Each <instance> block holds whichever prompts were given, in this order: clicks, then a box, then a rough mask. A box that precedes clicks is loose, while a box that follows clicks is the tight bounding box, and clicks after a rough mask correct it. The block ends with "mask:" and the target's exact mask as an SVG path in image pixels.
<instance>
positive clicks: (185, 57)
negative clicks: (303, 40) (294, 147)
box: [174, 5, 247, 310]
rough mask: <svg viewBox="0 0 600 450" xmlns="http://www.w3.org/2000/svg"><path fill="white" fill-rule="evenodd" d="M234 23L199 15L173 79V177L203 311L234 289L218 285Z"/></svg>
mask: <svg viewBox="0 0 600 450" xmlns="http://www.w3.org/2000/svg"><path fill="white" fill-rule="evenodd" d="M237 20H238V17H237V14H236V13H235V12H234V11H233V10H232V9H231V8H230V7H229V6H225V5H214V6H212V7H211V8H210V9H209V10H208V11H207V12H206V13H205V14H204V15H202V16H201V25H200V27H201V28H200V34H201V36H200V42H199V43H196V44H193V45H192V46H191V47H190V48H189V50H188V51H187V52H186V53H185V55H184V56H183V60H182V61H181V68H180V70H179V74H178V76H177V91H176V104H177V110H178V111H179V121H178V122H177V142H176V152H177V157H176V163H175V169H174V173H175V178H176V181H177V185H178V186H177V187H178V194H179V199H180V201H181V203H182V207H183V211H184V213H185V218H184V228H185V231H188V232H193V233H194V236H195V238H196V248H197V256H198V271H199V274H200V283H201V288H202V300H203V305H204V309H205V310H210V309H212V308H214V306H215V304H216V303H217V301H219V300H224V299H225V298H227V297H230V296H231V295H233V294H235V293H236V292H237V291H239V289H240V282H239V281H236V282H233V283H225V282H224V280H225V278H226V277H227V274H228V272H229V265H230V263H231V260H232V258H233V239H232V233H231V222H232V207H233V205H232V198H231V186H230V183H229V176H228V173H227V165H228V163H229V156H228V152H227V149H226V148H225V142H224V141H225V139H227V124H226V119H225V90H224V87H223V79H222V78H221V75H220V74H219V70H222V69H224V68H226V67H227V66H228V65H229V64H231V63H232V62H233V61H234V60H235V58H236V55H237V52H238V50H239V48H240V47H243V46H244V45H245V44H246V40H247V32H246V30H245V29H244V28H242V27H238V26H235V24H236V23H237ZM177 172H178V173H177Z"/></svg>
+ + +
Task prompt
Copy out the lines above that hold the string "instance".

Result
Each <instance> block holds whichever prompts were given, in this order: clicks, then a box, then a rough mask. A box that precedes clicks is loose, while a box that follows clicks is the tight bounding box, and clicks after a rough mask correct it. The block ends with "mask:" and the target's exact mask as an SVG path in image pixels.
<instance>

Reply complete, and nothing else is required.